• TASK STATEMENT
Please pull out every line below that contains the word "gold", and copy each one in full. Case counts.

▼

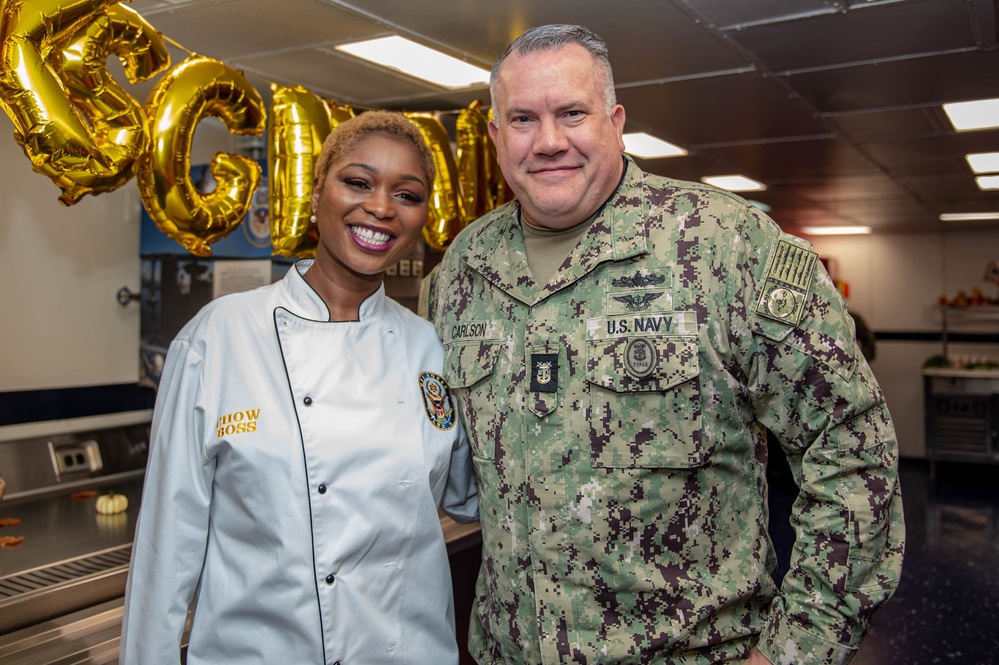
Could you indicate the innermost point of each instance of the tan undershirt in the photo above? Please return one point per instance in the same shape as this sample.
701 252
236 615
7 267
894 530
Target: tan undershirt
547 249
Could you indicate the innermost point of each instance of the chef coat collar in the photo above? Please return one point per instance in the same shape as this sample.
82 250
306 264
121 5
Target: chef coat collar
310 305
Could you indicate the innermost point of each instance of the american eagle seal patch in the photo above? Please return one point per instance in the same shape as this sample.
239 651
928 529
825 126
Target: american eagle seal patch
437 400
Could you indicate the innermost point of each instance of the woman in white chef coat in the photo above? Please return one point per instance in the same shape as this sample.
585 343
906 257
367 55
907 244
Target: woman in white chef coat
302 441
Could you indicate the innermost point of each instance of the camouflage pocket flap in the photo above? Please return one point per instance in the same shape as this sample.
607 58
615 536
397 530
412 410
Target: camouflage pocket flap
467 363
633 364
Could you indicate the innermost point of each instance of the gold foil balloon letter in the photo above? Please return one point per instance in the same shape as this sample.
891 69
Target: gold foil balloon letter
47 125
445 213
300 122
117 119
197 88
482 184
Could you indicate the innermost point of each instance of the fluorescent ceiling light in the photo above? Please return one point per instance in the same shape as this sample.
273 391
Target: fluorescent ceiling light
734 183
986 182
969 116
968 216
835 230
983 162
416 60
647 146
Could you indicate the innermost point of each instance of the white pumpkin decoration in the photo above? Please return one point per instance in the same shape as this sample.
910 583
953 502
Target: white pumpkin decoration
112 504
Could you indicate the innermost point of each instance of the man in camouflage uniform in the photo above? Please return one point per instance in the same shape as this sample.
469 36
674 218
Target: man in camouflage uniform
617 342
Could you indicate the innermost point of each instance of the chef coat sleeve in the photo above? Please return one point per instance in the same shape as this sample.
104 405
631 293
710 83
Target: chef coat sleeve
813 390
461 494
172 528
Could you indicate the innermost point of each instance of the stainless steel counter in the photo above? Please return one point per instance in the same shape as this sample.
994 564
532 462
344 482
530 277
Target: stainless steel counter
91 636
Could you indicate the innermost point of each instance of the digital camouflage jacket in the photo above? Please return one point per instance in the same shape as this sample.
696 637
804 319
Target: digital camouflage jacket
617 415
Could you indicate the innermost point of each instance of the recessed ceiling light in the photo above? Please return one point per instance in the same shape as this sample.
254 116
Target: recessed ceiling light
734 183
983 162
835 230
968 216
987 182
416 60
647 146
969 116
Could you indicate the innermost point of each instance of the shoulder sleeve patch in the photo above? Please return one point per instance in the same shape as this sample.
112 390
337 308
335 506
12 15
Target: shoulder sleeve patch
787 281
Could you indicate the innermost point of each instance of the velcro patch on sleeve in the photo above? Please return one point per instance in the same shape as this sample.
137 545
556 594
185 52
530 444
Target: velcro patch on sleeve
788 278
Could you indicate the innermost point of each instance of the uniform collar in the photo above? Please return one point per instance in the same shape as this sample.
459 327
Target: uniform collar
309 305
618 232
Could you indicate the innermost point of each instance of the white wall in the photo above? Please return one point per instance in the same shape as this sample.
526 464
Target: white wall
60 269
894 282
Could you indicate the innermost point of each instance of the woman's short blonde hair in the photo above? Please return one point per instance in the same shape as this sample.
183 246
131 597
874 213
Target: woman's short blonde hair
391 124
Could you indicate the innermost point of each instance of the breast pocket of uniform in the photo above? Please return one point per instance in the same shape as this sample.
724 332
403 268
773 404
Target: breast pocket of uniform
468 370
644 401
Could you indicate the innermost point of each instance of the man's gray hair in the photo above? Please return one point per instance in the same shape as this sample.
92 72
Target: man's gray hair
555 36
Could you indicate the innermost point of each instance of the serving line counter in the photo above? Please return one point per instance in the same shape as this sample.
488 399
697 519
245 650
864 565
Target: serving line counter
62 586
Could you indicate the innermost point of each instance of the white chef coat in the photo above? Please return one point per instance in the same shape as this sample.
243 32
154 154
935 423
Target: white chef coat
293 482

▲
▼

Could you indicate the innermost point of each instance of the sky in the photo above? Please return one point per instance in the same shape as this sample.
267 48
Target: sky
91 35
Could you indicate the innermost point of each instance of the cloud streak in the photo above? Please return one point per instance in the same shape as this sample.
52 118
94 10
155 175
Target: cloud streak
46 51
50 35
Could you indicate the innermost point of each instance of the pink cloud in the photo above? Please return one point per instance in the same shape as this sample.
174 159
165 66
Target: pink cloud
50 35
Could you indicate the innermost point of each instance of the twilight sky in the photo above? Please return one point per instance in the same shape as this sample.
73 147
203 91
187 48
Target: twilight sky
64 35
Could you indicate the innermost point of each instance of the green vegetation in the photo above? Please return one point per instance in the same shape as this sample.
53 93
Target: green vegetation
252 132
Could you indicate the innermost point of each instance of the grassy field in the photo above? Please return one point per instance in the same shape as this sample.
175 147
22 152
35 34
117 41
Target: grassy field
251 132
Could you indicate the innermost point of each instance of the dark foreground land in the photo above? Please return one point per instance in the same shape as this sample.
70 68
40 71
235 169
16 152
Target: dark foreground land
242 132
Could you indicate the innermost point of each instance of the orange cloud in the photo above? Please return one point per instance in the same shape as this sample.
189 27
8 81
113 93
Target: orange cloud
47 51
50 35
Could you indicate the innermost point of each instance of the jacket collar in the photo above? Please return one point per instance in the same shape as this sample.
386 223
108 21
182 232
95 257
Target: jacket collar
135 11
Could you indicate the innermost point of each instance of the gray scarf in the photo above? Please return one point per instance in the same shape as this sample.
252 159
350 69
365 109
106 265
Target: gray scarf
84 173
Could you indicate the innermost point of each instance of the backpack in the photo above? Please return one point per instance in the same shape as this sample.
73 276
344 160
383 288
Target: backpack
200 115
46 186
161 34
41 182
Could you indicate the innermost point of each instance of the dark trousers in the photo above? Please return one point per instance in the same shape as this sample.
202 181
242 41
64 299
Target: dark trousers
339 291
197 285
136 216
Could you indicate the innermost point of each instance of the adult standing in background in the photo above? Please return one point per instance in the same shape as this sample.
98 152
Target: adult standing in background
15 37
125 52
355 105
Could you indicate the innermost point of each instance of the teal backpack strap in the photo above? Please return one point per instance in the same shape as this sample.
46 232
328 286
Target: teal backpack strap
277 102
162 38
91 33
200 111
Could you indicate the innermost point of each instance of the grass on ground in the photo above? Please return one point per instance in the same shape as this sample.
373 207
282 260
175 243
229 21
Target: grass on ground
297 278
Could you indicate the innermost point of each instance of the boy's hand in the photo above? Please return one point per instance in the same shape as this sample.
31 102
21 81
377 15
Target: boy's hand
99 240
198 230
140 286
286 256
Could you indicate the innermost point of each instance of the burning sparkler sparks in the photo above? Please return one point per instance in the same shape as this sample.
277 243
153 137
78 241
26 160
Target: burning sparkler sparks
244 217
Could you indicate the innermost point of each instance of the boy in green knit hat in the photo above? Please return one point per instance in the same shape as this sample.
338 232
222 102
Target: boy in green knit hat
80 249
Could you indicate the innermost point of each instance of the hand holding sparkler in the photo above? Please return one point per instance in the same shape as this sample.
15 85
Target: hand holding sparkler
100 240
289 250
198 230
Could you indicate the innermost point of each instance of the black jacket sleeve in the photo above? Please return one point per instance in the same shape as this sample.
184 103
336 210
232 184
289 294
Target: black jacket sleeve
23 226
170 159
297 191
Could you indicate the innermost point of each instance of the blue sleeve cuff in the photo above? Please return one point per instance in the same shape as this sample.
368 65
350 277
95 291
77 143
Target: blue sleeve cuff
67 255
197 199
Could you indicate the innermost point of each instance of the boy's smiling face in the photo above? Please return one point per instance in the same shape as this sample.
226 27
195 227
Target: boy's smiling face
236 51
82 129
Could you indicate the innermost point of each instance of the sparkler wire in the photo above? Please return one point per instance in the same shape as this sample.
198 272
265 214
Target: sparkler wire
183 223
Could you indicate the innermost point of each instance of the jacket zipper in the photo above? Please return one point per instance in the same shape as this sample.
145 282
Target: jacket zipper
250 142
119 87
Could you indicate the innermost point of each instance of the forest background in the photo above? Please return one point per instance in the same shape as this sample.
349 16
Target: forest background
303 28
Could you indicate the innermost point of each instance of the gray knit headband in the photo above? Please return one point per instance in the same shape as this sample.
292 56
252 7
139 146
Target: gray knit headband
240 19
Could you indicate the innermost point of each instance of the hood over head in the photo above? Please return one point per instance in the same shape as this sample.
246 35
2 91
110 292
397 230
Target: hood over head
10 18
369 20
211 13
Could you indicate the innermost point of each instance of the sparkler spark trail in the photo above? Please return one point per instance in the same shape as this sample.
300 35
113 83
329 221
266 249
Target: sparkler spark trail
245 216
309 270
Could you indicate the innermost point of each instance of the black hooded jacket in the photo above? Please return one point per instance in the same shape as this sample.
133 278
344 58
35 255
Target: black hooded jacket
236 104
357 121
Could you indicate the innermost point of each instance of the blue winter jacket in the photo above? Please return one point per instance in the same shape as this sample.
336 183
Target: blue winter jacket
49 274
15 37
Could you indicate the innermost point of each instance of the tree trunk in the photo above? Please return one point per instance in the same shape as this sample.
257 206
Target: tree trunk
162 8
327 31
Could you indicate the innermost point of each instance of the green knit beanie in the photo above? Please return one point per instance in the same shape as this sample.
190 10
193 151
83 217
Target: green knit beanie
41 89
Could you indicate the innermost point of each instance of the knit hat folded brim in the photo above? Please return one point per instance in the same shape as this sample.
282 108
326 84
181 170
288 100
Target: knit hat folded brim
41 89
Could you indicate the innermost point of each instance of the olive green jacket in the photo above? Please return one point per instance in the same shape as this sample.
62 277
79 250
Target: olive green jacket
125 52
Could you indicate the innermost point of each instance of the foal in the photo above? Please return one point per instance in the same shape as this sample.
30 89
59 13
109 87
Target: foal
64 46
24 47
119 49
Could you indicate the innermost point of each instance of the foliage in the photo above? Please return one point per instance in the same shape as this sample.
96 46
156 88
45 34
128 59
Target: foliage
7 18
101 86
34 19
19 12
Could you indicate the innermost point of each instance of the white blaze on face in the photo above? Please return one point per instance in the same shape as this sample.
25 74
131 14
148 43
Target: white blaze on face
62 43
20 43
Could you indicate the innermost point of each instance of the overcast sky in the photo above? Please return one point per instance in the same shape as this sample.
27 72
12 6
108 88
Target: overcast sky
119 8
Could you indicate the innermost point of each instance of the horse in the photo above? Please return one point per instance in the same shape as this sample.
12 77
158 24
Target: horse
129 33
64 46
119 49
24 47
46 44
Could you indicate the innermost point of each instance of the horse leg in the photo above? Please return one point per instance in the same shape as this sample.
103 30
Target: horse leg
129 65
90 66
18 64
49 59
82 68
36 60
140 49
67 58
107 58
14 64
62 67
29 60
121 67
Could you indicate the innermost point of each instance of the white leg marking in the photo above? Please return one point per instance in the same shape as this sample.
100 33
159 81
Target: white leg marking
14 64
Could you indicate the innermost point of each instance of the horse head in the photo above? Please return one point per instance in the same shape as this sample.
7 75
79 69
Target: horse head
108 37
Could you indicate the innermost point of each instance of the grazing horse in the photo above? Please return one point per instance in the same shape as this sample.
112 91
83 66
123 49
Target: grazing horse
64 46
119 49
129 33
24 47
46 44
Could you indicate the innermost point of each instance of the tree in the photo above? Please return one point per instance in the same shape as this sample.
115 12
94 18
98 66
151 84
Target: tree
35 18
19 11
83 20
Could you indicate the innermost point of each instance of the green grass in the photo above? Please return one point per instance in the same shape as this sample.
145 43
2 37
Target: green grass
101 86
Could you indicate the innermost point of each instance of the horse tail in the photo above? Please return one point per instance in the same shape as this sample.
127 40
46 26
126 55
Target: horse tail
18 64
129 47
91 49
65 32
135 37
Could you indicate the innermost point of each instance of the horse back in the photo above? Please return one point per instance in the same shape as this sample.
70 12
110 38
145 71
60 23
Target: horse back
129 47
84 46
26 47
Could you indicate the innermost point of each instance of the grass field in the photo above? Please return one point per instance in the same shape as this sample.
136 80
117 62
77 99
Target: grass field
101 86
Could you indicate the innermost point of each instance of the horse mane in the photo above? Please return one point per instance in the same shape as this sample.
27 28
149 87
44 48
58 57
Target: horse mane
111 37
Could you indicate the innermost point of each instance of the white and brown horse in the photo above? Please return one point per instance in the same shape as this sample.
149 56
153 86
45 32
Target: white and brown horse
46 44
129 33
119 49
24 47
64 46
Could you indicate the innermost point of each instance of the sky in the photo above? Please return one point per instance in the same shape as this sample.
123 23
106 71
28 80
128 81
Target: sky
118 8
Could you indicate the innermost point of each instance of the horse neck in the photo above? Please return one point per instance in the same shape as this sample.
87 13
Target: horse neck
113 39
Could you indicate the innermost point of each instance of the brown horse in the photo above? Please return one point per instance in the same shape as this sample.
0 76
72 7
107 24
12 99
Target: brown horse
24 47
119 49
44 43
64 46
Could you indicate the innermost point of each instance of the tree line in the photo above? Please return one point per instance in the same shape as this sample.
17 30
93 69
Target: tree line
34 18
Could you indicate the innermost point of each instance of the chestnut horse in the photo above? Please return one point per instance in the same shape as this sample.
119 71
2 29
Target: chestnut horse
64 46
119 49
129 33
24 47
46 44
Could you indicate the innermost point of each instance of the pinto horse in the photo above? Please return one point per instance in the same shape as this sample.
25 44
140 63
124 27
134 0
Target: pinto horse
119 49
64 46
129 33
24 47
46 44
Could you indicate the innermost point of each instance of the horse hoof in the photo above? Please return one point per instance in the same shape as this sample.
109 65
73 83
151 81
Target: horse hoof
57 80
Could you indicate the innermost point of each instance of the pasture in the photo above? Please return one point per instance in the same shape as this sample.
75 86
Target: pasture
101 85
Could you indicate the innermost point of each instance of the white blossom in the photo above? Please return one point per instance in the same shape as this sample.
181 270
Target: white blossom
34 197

▲
▼

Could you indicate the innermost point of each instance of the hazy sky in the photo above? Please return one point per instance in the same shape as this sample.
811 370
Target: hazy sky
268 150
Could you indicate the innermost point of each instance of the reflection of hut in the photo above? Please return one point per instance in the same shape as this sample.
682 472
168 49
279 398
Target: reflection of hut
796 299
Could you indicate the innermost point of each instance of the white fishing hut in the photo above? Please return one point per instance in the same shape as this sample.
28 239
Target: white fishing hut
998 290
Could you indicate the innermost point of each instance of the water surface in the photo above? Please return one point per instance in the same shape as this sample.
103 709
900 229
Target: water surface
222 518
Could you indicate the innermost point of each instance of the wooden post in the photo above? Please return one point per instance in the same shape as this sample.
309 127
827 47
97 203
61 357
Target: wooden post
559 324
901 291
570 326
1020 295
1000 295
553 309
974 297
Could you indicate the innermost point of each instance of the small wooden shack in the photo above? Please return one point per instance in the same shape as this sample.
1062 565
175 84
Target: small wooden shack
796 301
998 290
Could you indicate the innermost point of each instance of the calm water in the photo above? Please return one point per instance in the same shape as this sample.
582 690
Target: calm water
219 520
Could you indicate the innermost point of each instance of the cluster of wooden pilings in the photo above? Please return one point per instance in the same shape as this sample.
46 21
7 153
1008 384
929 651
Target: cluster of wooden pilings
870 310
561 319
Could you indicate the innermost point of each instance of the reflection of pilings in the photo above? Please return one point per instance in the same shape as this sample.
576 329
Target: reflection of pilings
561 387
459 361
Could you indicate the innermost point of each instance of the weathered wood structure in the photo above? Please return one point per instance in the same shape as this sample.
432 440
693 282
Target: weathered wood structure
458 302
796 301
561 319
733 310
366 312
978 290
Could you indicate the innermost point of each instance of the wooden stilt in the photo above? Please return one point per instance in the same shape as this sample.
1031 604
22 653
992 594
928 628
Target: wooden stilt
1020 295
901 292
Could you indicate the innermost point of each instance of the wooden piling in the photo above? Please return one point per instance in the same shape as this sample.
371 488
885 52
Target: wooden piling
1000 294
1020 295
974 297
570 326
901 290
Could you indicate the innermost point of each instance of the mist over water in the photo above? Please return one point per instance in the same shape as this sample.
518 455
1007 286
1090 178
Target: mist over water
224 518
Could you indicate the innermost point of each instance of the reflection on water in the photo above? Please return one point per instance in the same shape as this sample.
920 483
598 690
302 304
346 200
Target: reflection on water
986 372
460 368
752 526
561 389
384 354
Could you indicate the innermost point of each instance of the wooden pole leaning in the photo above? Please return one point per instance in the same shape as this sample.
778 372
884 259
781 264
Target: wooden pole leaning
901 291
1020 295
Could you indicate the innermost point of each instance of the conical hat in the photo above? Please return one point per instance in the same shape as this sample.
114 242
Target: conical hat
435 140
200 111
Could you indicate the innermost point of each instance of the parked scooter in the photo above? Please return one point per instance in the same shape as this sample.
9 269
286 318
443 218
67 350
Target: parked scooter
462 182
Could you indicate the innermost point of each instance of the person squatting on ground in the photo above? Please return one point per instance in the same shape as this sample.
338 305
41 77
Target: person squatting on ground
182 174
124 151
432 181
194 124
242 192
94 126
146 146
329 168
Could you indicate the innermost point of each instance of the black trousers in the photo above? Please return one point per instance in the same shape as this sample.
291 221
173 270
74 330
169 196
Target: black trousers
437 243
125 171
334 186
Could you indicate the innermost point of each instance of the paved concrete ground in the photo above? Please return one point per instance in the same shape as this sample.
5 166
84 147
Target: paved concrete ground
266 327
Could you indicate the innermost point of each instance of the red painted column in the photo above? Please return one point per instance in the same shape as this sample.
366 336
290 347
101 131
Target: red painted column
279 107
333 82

▲

• RESPONSE TO THIS EXERCISE
Could you indicate the innermost point of each instance of the gold foil balloon letter in the photo above? Please return one point per instance in the same shape as this sample.
Target: gold foil balloon letter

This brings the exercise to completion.